● **Data extract**:
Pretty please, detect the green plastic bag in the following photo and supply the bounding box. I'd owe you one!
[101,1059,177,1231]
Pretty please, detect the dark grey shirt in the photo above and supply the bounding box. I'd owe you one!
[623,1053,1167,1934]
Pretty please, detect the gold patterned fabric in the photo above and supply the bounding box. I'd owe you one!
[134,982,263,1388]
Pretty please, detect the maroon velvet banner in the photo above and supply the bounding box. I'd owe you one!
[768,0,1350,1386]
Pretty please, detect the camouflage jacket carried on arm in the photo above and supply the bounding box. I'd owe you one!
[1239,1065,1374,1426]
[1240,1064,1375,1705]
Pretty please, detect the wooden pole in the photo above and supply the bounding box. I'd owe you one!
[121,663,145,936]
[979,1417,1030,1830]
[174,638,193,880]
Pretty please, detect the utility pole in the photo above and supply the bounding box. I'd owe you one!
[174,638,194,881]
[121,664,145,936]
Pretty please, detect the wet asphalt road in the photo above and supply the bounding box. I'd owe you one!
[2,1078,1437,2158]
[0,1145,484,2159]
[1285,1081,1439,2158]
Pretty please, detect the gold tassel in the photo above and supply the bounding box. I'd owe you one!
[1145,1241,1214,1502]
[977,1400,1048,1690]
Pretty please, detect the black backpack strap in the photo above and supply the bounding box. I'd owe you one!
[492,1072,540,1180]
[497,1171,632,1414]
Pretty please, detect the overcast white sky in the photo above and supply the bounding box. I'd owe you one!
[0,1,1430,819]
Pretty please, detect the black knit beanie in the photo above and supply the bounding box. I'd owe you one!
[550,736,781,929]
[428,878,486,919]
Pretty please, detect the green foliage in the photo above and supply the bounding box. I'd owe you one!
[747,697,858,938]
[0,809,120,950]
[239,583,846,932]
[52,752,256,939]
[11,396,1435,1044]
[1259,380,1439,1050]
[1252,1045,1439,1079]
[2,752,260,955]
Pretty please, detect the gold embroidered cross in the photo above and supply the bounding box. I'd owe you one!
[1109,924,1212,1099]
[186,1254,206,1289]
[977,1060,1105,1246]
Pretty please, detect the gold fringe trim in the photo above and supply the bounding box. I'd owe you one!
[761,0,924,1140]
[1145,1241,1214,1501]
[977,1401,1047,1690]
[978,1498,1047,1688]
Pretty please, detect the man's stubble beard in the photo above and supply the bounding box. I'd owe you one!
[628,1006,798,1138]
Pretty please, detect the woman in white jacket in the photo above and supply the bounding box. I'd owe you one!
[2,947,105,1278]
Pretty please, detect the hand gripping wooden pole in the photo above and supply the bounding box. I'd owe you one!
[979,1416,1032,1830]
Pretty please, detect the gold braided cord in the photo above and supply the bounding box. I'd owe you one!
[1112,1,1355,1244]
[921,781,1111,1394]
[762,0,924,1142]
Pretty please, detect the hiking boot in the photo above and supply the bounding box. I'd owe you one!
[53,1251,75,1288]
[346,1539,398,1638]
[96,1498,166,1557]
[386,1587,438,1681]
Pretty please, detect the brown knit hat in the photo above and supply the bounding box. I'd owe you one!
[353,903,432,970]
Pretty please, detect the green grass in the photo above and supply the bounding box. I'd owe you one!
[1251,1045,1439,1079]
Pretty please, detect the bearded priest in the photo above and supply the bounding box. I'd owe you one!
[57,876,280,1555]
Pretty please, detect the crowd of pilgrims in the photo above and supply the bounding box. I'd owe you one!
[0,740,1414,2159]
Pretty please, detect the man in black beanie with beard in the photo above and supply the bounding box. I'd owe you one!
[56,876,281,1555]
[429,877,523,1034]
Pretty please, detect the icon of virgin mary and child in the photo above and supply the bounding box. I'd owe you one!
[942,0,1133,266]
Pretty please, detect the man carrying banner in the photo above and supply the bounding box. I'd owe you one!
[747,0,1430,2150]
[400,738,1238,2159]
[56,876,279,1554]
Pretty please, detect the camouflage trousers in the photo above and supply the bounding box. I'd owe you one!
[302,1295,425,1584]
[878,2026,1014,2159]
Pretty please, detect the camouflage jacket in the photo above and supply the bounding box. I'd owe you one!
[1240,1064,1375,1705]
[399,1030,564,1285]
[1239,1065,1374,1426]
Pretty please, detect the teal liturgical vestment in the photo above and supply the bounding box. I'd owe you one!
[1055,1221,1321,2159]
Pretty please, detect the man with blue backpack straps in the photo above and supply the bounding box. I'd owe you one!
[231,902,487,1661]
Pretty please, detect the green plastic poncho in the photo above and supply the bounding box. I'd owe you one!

● **Work to be completed**: Each record above has to be set down again, exactly and completely.

● **Task solution**:
Pretty please, detect the green plastic bag in the following photo and supply the bounding box. I'd owe you one!
[101,1059,177,1231]
Pretty please, detect the dark grey shirt in the photo above and supply the bounding box. I'd owe you one!
[623,1053,1167,1934]
Pretty please, detect the gold patterned fabric in the photo above and supply the bounding box. I'd owe you one!
[134,982,263,1388]
Pretty please, detect the maroon velvet banner in the photo above and supply the bounding box. I'd owe you one!
[768,0,1350,1386]
Pretty please, detect the camouflage jacket carried on arm in the photo above and supply the bounding box. I'd owe you one!
[1239,1065,1374,1426]
[1240,1064,1375,1705]
Pretty please, detect the wooden pole in the photo above and supply the bounding box. I'd owe you one!
[121,663,145,936]
[979,1417,1030,1830]
[174,638,193,880]
Pretty please, detect the utility pole in the photo above and supply the bounding box. I'd owe you one!
[174,638,194,881]
[121,664,145,936]
Pretty please, detect the wet asphalt road in the photo above and supply the bounding box. I'd owe you one!
[2,1078,1437,2158]
[0,1145,484,2159]
[1285,1081,1439,2158]
Pretty please, detect the gold tassel in the photo above and supply the bounding box. I'd owe you one!
[1145,1241,1214,1502]
[977,1400,1048,1690]
Pretty please, detect the black backpack strap in the photo above and supply the bounding box. I'd owe you one!
[492,1072,540,1180]
[497,1171,632,1414]
Pretty please, detect the overcast white sky in the photo above and supply the bounding box. I'd owe you one!
[0,1,1430,819]
Pretty please, detect the black knit beanie in the photo above and supply the bounding box. I'd owe you one!
[550,736,781,929]
[428,878,486,919]
Pretty please, detect the green foliage in the photo above and supply the bounding box. I'd owe you one!
[747,697,858,938]
[0,809,120,950]
[239,583,846,932]
[52,752,256,939]
[11,396,1435,1044]
[1259,380,1439,1050]
[1252,1045,1439,1079]
[2,752,260,955]
Pretty please, detect the gold embroidered cross in the photo above and supply the bounding box. I'd owe you one!
[1109,924,1212,1099]
[186,1254,206,1289]
[977,1060,1105,1246]
Pretty please, detect the gold fringe trim in the photo above and supply the bounding box. I'd owe you one!
[761,0,924,1140]
[1145,1241,1214,1501]
[977,1401,1047,1690]
[978,1498,1047,1688]
Pretty please, detect the man's stubble beard in the photo above and supply the bounding box. I'd owe you one!
[628,1006,798,1138]
Pretty please, detect the woman in white jacket in the photo above and supply the bounding box. I'd owe you one!
[2,947,105,1278]
Pretty please, detect the hand gripping wooden pole in the photo above and supply the bounding box. I'd owe you one!
[979,1416,1032,1830]
Pretty please, detect the gold braided cord in the photo above and supply the bounding box. I'd owe you one!
[1112,1,1355,1244]
[921,781,1111,1394]
[762,0,924,1142]
Pretty please, detect the hiking boot in the photo above and supply the bounding box. I'd owe you one!
[53,1251,75,1288]
[346,1539,398,1638]
[96,1498,166,1557]
[386,1587,438,1681]
Pretty please, detect the brown knit hat in the photo above and supply the bounding box. I'd owe you one!
[353,903,432,970]
Pretty please, detect the green grass in the photo above and supply the bounding box. I'd owe you one!
[1251,1045,1439,1079]
Pretty please, detect the bearded priest in the photo above and supply the bounding box. I'd owe you one!
[57,876,280,1555]
Pretty please, detect the crowd of pilgrims in the photo above and supply the bounding box. I'd owe you one!
[0,740,1414,2159]
Pretty please, detect the man in black beanie with beard in the photo above and supply the bounding box. I'd owe you one!
[56,876,281,1555]
[429,877,523,1034]
Pretty please, detect the icon of virgin mary and child in the photo above and supply the bounding box. I'd owe you one!
[942,0,1133,266]
Pretty please, detect the man carrying banner in the photo above and supply the bounding box. I'd owe you one!
[747,0,1430,2150]
[400,738,1238,2159]
[56,876,279,1554]
Pretty please, detect the camouflage trousers in the photo above and supply the bounding box. I'd owe you one!
[302,1295,425,1584]
[878,2026,1014,2159]
Pretty please, detect the camouflage jacket in the photo above and supply the bounding box. I'd owe you one!
[1240,1064,1375,1705]
[399,1030,564,1285]
[1239,1065,1374,1426]
Pretty please, detect the teal liturgical vestment in the photo above and supply the bounding box. I'd owe you one!
[1055,1221,1321,2159]
Pretty please, detect the man with blue backpack straps in the photo above and supply the bounding box. I'd owe you one!
[231,902,487,1661]
Pretty please, detect the green plastic poncho in the photo above and supply the bounding box. I'd owe you one!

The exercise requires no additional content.